Release 3 — SMS Provider Abstraction

Purpose: concrete SmsSender and dev-only LocalSmsSender, production guard enforced by factory.

Tests first (tests/unit/test_sms_local_sender.py):

  • test_local_sender_persists_message_with_ttl
  • test_local_sender_masks_code_when_requested_for_logging
  • test_local_sender_retains_most_recent_n_messages_per_phone
  • test_factory_raises_when_provider_local_in_production
  • test_factory_returns_local_sender_in_development
  • test_factory_raises_notimplemented_for_twilio_or_sns_in_v1

Implementation:

  1. app/services/sms/base.py:
    class SmsSender(Protocol):
        async def send_otp_sms(
            self,
            *,
            to_phone_e164: str,
            code: str,
            expires_in_seconds: int,
            purpose: MfaChallengePurpose,
        ) -> None: ...
  2. app/services/sms/local.py:
    • LocalSmsSender writes to Redis list sms:local:{phone} with LPUSH + LTRIM 0 9 + EXPIRE.
    • Payload is JSON: {sent_at, purpose, code, expires_in}.
    • Never logs the code; it logs only {"to_last4": ..., "purpose": ..., "expires_in": ...}.
  3. app/services/sms/factory.py:
    • get_sms_sender() @reloadable_singleton:
      • If settings.app.environment == "production" and settings.mfa.sms.provider == "local" → raise (defense in depth; config guard already catches this at startup).
      • If provider == "local" → return LocalSmsSender.
      • Otherwise raise NotImplementedError("SMS provider 'twilio' not implemented in v1").
  4. Add a fixture in tests/integration/conftest.py:
    • async def pop_local_sms(redis, phone_e164) -> dict.

Acceptance:

  • All Release-3 unit tests green.
  • Local sender writes readable payloads via the fixture.
  • Factory raises in production regardless of runtime path.

Release 4 — MFAService Core API

Purpose: translate the old OTP service into a method-aware service. No router wiring yet.

Tests first (tests/unit/test_mfa_service.py, extended):

  • Phone enrollment:
    • test_request_phone_verification_rejects_invalid_e164
    • test_request_phone_verification_rejects_already_claimed_phone
    • test_request_phone_verification_sends_sms_and_stores_challenge
    • test_verify_phone_marks_verified_and_stores_encrypted
    • test_verify_phone_fails_on_wrong_code_and_increments_attempts
  • Enable/disable:
    • test_enable_mfa_requires_verified_phone
    • test_enable_mfa_sets_primary_method_and_returns_recovery_codes_once
    • test_disable_mfa_requires_step_up_and_clears_challenges
  • Login challenge:
    • test_start_login_challenge_issues_jwt_bound_to_redis_jti
    • test_verify_login_with_sms_code_returns_tokens_and_deletes_challenge
    • test_verify_login_with_recovery_code_succeeds_and_marks_code_used
    • test_verify_login_rejects_reused_challenge_token
    • test_verify_login_rejects_reused_recovery_code
  • Audience preservation:
    • test_challenge_preserves_requested_audience_for_login

Implementationapp/services/mfa_service.py:

  1. Class skeleton modeled on app/services/otp_service.py:
    class MfaService:
        def __init__(self, jwt, signing_keys, tokens, sessions, brute_force,
                     redis, sms_sender, challenge_store, phone_cipher, phone_hasher,
                     settings): ...

Set exercise 1:
Which Redis commands does LocalSmsSender use when writing to its list, according to the release plan?
Set exercise 2:
Copy the part of the release plan that opens with the words containing "1. Class skeleton" and closes with "settings): ...", swapping "sms_sender" for "sms_provider".
Set exercise 3:
Extend the release plan past its final line, keeping the same format.

Data extract:
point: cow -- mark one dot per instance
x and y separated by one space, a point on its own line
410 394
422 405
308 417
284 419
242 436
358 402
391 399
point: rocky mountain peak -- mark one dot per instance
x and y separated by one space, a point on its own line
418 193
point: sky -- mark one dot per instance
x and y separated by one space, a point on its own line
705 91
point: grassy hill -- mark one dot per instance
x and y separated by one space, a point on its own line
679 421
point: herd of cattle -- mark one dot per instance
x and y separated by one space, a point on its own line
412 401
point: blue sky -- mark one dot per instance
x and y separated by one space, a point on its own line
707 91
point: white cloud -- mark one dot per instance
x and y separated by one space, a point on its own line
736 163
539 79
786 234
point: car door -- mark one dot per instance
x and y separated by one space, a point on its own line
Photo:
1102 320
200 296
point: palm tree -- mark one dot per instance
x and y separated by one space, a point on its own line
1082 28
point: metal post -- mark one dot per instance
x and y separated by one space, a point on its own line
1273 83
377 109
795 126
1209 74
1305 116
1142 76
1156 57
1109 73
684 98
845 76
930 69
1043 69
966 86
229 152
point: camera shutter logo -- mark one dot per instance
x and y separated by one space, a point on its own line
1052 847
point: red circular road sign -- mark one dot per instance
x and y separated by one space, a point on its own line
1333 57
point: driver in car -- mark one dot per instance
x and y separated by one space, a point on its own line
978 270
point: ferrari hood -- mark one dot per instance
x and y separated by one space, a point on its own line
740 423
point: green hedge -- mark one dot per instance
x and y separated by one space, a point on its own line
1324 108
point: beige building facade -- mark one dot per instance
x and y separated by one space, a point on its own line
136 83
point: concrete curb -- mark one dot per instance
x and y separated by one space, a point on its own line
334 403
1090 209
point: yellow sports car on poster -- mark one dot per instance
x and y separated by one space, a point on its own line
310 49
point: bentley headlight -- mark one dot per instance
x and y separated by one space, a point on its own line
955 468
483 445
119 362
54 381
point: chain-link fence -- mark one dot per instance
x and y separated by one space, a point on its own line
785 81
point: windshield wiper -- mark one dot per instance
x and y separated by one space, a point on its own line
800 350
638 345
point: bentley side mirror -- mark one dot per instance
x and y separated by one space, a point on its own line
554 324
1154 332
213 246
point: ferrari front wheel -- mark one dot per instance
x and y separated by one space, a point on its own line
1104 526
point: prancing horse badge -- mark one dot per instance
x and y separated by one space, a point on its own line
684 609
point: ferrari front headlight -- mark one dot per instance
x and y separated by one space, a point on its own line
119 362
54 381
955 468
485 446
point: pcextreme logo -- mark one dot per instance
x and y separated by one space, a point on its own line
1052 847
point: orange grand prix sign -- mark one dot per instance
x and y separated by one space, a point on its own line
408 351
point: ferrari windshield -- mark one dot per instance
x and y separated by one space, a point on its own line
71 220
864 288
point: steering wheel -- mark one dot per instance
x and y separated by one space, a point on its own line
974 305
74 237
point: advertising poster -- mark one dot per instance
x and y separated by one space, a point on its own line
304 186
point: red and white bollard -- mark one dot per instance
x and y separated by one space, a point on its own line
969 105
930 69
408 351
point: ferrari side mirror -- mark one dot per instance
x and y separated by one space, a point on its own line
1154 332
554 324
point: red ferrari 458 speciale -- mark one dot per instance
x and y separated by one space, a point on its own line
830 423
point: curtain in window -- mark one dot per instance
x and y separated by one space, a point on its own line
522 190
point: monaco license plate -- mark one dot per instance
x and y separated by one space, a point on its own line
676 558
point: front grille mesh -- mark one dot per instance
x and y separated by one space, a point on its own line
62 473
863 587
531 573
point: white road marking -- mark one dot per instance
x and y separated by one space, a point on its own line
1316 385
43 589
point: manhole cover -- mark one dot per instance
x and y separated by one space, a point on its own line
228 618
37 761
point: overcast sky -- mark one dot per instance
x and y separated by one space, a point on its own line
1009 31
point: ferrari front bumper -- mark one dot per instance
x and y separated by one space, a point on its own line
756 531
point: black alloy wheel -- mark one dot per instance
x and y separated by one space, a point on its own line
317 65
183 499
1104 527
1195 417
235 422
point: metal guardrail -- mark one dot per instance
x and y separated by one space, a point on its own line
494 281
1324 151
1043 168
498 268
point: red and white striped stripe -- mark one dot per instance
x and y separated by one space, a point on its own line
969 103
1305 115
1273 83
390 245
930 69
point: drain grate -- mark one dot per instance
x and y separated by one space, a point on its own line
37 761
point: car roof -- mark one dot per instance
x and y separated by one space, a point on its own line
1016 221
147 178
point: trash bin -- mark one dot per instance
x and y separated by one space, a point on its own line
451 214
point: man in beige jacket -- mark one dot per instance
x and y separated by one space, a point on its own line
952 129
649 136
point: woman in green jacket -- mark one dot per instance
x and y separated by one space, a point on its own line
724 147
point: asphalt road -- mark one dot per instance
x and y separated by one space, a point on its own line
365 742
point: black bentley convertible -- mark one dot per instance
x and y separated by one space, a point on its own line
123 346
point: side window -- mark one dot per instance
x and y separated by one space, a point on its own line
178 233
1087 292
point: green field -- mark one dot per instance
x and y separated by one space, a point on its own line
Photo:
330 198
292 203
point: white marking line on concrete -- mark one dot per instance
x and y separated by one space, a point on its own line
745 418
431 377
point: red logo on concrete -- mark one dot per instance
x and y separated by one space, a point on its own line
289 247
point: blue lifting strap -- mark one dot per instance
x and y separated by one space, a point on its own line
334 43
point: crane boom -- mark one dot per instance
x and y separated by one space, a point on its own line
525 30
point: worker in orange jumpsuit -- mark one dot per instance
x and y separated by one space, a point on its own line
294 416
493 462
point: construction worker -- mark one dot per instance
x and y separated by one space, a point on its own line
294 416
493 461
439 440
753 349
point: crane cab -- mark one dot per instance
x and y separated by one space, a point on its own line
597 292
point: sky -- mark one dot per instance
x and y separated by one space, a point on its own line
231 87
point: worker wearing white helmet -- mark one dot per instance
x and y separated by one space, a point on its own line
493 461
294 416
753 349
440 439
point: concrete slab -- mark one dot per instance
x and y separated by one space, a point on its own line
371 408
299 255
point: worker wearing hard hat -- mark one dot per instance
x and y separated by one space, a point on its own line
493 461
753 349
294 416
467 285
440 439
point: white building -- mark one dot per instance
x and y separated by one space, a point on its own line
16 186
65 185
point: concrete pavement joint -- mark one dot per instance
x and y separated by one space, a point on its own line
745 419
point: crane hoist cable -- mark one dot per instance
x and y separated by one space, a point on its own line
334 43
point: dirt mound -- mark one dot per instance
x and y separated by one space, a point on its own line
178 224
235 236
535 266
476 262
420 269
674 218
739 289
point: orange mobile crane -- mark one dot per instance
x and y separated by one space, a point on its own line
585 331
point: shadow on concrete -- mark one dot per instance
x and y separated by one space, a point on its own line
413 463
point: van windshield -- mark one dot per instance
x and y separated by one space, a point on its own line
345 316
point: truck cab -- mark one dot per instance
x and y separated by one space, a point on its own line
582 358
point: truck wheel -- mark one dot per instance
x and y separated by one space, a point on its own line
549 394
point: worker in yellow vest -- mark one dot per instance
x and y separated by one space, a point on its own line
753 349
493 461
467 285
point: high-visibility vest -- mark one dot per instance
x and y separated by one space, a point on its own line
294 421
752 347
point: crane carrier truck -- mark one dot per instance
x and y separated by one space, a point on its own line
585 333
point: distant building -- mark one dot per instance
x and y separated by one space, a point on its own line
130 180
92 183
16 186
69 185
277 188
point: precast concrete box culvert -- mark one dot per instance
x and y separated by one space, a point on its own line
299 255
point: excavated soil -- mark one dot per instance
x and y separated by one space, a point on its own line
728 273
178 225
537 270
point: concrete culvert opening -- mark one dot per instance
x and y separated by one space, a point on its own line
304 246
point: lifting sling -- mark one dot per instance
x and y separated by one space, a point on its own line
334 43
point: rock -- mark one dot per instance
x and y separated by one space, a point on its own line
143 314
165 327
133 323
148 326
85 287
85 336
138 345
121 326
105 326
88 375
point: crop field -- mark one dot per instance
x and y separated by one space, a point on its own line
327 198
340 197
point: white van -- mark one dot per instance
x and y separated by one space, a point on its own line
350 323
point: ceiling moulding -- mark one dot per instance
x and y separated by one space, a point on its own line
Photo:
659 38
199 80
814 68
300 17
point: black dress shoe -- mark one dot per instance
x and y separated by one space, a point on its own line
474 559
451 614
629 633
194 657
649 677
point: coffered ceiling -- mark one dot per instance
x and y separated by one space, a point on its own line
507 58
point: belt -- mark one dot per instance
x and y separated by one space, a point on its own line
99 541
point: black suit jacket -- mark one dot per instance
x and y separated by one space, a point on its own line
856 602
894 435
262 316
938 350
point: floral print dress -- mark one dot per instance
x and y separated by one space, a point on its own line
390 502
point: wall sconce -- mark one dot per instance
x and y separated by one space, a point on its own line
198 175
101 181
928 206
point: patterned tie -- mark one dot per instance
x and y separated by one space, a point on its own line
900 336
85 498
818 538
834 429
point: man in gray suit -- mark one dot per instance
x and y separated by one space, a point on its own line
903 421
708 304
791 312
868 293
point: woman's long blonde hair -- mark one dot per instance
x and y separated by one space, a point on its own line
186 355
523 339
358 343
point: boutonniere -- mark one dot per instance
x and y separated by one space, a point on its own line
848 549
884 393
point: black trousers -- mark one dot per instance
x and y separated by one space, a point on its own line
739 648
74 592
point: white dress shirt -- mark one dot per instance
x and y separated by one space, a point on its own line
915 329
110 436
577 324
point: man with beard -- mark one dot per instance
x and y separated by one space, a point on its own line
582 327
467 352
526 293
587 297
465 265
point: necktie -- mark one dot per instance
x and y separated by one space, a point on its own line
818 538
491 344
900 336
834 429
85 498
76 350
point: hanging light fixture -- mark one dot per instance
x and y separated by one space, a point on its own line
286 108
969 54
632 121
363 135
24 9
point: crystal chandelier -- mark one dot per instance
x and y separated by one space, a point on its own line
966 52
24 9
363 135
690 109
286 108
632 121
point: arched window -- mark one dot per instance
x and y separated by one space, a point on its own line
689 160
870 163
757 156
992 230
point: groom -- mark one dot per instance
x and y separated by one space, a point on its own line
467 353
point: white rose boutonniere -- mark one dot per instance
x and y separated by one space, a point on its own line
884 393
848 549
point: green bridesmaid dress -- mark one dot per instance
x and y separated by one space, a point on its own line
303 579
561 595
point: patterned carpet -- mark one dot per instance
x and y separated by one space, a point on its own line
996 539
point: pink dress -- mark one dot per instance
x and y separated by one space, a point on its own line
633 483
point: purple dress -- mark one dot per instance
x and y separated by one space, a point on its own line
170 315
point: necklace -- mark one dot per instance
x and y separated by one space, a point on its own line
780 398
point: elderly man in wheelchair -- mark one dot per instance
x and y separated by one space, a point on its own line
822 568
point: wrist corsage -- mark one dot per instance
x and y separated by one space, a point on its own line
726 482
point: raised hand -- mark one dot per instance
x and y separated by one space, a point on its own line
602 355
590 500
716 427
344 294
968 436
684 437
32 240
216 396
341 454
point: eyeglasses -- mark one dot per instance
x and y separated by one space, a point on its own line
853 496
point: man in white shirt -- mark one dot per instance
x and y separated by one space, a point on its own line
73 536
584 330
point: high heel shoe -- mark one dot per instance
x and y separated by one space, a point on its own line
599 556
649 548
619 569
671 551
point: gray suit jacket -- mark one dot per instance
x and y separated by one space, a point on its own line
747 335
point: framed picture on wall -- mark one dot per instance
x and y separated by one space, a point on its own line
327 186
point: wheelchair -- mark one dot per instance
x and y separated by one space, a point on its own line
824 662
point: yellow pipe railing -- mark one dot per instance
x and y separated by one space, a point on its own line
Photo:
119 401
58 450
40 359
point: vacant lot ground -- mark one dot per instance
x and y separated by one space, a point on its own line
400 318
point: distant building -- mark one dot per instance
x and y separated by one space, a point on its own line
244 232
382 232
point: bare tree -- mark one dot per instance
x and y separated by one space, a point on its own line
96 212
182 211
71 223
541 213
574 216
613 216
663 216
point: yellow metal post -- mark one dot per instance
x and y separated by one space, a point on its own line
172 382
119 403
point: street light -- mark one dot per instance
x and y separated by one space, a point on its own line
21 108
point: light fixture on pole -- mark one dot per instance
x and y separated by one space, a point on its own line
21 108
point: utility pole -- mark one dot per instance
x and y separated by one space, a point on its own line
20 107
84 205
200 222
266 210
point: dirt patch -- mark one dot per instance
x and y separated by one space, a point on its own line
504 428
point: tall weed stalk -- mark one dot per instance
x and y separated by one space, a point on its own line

Exercise response 1:
LPUSH, LTRIM 0 9, and EXPIRE.

Exercise response 2:
1. Class skeleton modeled on app/services/otp_service.py:
    class MfaService:
        def __init__(self, jwt, signing_keys, tokens, sessions, brute_force,
                     redis, sms_provider, challenge_store, phone_cipher, phone_hasher,
                     settings): ...

Exercise response 3:
  2. Methods (each with precise preconditions and audit-friendly return dataclasses):
    • request_phone_verification(db, user_id, raw_phone) -> PhoneVerificationRequestResult
    • verify_phone(db, user_id, code) -> None
    • enable_mfa(db, user_id, action_token) -> EnableMfaResult (returns plaintext recovery codes; this is the only code path that ever returns them)
    • disable_mfa(db, user_id, action_token) -> None (requires valid action token; clears challenge + recovery codes marked used)
    • regenerate_recovery_codes(db, user_id, action_token) -> list[str]
    • start_login_challenge(db, user, *, requested_audience) -> LoginChallengeResult
    • verify_login(db, challenge_token, *, code=None, recovery_code=None, client_ip, user_agent) -> LoginVerificationResult
    • resend_login_code(db, challenge_token) -> None
    • request_action_code(db, user_id, action) -> ActionRequestResult
    • verify_action_code(db, user_id, code, action, *, audience) -> ActionVerificationResult
  3. Brute-force integration: reuse app/services/brute_force_service.py — call record_failed_otp_attempt on SMS and recovery-code failures identically.
  4. Challenge JWT binding:
    • Generate a fresh jti per challenge.
    • Store jti in the Redis challenge row.
    • On verify, assert_jti_matches(state, claims["jti"]); delete Redis row atomically on success/attempt-exhausted.
  5. Rate limits:
    • Enforce mfa.rate_limits.sms_request_per_hour_per_user on phone-verify issuance and login challenges (combined with existing _ensure_issuance_not_blocked).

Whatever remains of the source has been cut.